═══ The records ═══

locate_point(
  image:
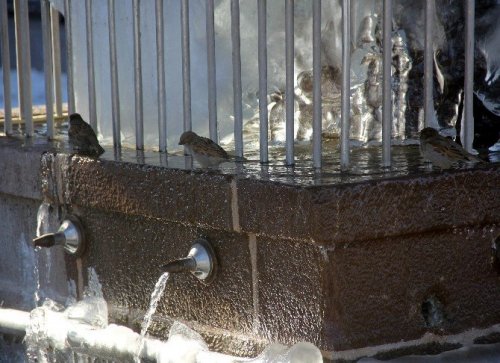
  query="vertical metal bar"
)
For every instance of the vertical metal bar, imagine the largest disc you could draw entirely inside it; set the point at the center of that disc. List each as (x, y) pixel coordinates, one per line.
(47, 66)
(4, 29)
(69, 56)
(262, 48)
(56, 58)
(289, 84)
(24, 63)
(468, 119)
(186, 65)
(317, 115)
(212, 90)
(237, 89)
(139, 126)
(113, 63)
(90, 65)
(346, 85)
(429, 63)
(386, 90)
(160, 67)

═══
═══ The records ═══

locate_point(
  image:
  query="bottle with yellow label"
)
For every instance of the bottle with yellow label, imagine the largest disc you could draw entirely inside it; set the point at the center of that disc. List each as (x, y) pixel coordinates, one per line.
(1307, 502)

═══

» **Task goal**: Throughout the data above, report every line that contains the string "query".

» **Task solution**:
  query="vertical metal bar"
  query="bottle with yellow label"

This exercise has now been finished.